* _TASK MATERIAL_
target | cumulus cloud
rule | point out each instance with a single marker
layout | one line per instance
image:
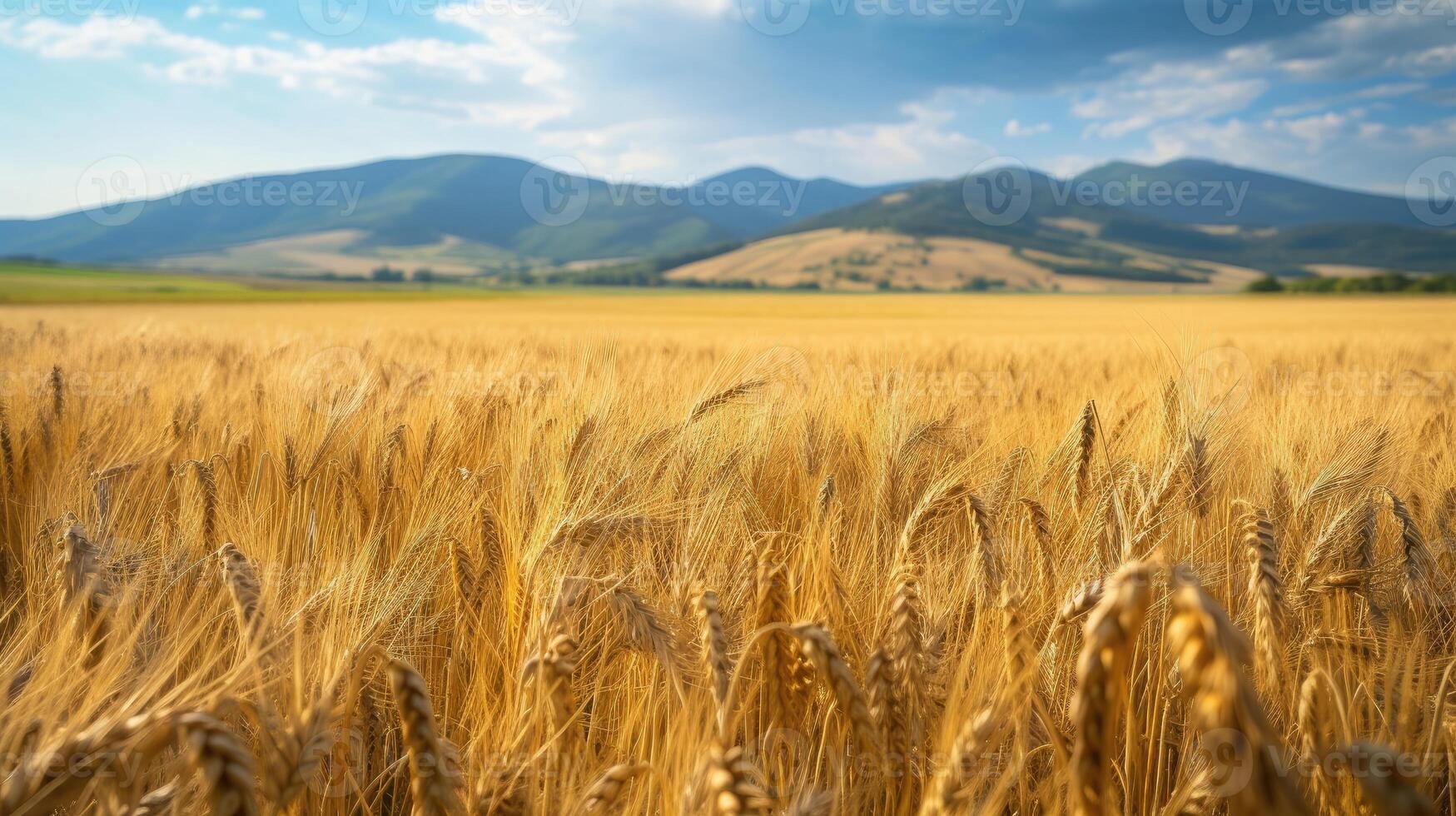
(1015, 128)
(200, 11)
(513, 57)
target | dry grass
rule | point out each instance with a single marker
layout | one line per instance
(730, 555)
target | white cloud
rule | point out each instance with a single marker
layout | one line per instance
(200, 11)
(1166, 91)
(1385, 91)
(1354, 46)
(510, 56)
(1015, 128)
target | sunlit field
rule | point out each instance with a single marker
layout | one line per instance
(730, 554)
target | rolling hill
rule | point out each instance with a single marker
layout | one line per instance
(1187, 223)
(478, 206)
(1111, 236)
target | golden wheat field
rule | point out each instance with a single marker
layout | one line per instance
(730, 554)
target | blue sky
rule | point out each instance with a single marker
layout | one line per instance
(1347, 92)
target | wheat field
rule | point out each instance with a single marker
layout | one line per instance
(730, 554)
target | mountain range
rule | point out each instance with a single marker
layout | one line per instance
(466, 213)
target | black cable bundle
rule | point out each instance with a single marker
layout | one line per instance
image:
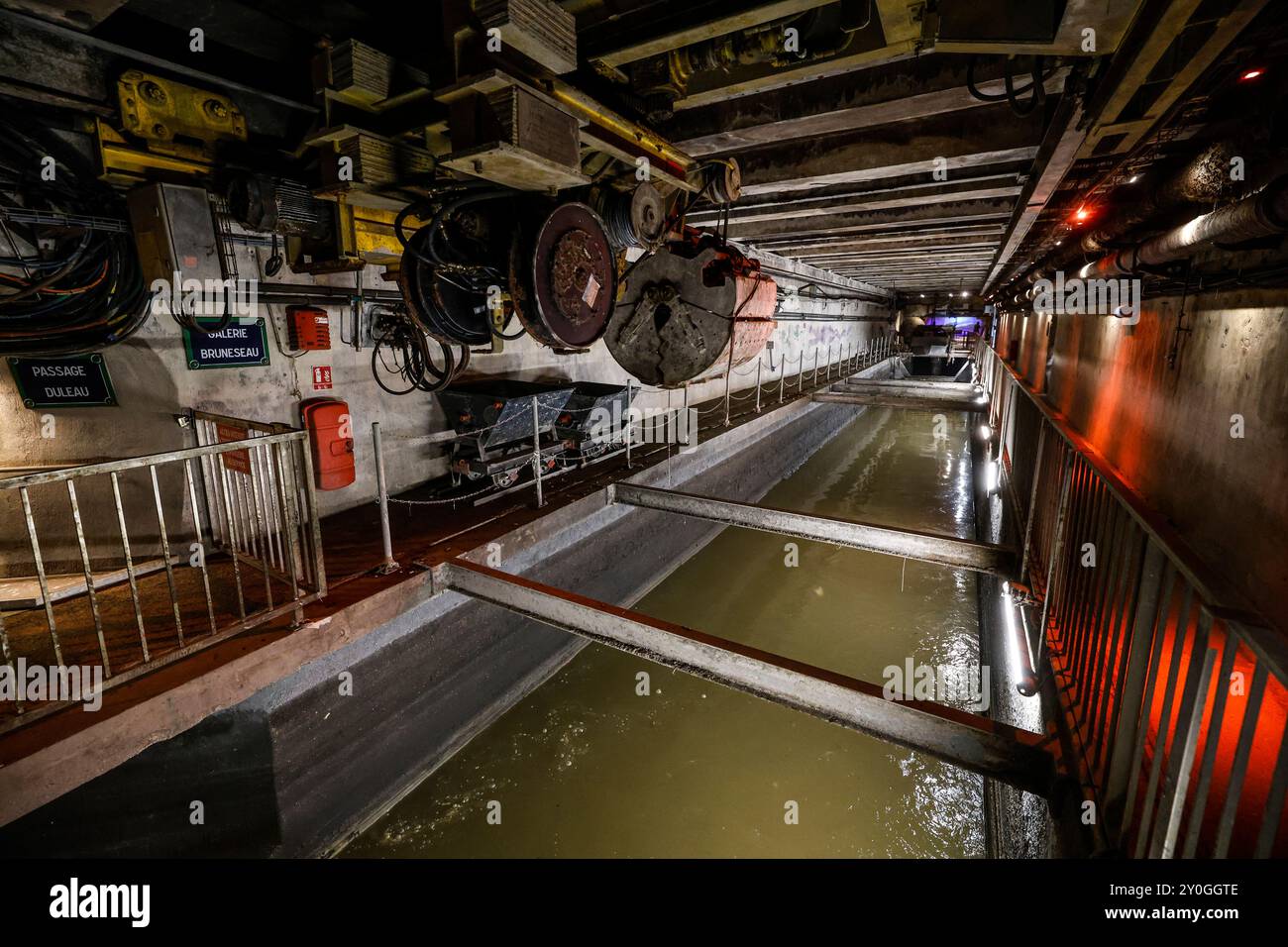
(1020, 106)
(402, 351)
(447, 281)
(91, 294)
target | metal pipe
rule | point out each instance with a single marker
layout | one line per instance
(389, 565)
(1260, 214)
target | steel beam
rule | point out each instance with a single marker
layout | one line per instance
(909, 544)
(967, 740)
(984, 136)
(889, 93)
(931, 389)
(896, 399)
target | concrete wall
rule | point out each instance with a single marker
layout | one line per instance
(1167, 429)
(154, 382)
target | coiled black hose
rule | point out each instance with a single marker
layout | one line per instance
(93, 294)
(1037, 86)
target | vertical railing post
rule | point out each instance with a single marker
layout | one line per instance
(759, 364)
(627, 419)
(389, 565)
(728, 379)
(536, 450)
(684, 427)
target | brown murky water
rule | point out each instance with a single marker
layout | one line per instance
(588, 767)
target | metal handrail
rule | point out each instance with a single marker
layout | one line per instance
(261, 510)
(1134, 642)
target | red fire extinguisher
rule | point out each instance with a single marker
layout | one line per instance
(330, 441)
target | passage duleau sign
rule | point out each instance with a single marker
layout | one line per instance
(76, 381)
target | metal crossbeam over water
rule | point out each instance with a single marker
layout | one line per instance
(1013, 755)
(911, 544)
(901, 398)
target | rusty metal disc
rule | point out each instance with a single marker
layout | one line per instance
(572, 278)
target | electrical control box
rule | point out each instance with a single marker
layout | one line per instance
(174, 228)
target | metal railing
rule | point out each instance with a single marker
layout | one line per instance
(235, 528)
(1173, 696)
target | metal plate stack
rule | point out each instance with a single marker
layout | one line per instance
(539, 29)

--

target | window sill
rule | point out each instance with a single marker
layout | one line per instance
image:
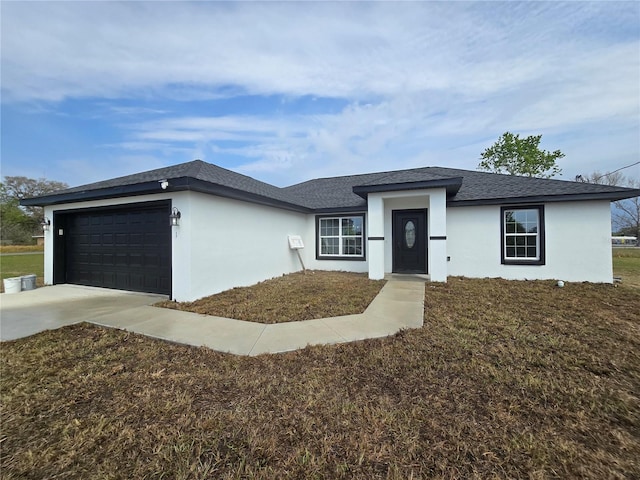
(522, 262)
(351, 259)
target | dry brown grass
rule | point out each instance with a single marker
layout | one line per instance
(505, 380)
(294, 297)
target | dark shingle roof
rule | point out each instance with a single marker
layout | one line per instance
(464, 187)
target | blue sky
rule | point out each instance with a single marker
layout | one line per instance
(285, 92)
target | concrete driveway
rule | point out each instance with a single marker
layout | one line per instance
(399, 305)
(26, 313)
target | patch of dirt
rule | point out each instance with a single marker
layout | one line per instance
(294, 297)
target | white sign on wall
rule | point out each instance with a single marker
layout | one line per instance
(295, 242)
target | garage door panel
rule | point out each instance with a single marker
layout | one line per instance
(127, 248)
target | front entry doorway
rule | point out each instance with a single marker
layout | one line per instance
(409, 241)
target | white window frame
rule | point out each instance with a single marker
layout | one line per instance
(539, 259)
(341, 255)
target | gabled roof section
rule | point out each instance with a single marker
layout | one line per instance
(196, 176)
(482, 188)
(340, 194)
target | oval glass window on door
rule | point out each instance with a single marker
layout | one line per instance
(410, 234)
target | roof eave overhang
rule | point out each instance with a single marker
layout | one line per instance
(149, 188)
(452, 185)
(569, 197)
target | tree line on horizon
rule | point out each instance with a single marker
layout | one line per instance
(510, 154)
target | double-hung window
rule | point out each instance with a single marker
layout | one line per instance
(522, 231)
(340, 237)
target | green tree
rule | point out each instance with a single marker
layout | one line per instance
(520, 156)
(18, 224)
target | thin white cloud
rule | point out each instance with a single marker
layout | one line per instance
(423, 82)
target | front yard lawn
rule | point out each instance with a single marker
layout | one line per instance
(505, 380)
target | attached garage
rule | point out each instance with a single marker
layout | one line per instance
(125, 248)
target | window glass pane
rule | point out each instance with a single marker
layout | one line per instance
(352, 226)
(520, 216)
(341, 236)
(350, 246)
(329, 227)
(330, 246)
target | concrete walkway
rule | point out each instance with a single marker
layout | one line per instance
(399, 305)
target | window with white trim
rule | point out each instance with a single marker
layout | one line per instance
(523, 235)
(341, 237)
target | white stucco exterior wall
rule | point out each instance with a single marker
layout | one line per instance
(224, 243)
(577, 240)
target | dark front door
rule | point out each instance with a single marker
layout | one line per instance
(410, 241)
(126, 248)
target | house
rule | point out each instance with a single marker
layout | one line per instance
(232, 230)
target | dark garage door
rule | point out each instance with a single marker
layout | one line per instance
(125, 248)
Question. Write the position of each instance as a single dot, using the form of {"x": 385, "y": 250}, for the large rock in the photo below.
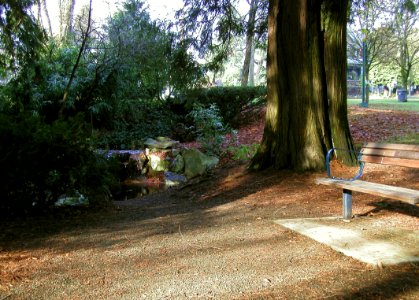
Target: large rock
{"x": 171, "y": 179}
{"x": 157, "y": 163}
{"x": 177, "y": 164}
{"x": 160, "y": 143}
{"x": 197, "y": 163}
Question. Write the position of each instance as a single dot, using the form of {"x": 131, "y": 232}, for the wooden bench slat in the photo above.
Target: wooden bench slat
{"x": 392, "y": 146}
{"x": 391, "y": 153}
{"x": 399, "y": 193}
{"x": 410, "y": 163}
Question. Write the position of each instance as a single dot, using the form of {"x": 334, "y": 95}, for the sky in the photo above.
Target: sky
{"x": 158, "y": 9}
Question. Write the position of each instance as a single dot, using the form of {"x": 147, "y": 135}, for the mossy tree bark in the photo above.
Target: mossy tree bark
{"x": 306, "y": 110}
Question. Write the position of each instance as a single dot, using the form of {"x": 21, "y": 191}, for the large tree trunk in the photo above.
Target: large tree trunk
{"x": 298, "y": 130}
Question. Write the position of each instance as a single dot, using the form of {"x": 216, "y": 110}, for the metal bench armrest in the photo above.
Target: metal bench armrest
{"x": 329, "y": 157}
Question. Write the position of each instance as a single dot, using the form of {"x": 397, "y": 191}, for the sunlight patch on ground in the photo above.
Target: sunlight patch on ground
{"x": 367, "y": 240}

* _TO BE DONE_
How many lines in the entries above contain the string "cloud", matching case exactly? Reply with the number alone.

* _REPLY TO THE EXERCISE_
3